Region labeling items:

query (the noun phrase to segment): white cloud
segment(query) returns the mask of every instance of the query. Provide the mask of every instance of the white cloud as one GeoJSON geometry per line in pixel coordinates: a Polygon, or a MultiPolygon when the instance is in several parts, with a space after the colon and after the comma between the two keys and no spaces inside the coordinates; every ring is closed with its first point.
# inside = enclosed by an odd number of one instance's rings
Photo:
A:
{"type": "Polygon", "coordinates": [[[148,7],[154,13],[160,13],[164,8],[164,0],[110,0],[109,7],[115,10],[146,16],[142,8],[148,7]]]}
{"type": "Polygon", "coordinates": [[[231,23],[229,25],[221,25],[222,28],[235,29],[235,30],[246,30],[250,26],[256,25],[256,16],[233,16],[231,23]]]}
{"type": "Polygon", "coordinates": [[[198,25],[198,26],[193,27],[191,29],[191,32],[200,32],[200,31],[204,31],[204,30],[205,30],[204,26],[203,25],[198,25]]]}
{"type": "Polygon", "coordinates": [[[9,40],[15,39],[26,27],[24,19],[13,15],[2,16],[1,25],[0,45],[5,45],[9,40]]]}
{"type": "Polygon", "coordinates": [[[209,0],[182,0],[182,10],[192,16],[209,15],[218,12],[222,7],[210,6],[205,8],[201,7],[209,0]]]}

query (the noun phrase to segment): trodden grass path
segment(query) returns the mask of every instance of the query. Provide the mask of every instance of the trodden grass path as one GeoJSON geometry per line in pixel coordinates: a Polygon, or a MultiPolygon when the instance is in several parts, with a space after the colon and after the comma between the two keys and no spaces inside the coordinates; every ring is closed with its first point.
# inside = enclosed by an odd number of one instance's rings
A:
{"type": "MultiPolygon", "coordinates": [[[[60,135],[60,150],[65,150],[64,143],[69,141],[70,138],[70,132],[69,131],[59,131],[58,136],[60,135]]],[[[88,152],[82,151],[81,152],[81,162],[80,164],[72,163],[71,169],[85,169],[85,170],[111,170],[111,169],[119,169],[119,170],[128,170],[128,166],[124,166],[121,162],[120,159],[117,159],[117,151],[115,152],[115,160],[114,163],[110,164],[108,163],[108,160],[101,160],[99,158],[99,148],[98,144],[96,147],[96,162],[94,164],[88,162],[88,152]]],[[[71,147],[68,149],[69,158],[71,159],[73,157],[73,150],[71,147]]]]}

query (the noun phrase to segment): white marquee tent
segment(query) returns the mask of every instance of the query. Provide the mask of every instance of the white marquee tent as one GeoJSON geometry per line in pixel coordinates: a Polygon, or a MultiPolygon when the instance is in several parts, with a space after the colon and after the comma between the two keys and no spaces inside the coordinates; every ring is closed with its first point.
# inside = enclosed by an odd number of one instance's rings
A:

→ THE TASK: Convert the lines of the entries, starting with the line that contains "query (the noun phrase to segment): white marquee" and continuing through the last line of the entries, both included, into a JSON list of strings with one string per line. Omit any blank lines.

→ RESPONSE TO THE EXERCISE:
[
  "query (the noun phrase to segment): white marquee tent",
  "segment(query) returns the mask of every instance of the query. Provide the mask of every instance of the white marquee tent as one GeoJSON geometry per line in pixel coordinates: a Polygon, or a MultiPolygon when the instance is in several parts, with a space after the colon and after the comma between the two keys and no spaces inside the coordinates; every ring is closed with its first point.",
  "# inside = enclosed by an odd number of one instance's rings",
  "A:"
]